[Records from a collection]
--- BEGIN ---
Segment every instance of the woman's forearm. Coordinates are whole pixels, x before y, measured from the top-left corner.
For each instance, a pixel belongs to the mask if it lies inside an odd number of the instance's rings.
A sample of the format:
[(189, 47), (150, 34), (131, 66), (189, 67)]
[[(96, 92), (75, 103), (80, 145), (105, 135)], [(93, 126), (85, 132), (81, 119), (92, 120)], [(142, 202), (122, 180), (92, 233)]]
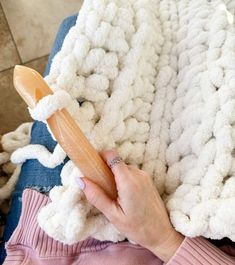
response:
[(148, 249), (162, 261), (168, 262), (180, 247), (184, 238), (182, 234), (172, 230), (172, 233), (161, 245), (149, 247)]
--- END ---
--- BEGIN ---
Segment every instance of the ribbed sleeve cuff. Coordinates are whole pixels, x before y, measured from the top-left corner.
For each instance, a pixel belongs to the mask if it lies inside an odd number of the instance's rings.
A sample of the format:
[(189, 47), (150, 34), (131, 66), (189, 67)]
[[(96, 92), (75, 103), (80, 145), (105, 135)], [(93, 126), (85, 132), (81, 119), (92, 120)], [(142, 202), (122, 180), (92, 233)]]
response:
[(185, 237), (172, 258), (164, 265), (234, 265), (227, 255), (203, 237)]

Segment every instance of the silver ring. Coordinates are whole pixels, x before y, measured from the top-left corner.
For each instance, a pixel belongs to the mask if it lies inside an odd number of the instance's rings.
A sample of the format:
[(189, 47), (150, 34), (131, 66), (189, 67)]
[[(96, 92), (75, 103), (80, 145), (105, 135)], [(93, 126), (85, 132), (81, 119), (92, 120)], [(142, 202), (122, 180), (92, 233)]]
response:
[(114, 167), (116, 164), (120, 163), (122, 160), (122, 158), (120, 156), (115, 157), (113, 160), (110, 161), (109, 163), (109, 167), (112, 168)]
--- END ---
OBJECTIVE: Output everything in the records from the line containing "Segment every instance of the silver" down to the line containing "167), (112, 168)]", both included, as a JSON list of strings with one string per line and blank lines left out.

ANSWER FOR THE TASK:
[
  "Segment every instance of the silver ring. Coordinates are whole pixels, x before y, measured from the top-left corner.",
  "For each instance, a pixel belongs to the mask if it lies inside an odd number of the instance's rings.",
  "A sample of the format:",
  "[(189, 47), (150, 34), (131, 66), (189, 67)]",
  "[[(96, 92), (75, 103), (80, 145), (105, 135)], [(93, 126), (85, 132), (81, 119), (92, 120)], [(142, 202), (122, 180), (92, 233)]]",
  "response:",
  "[(114, 167), (116, 164), (120, 163), (122, 160), (122, 158), (120, 156), (115, 157), (113, 160), (110, 161), (109, 163), (109, 167), (112, 168)]"
]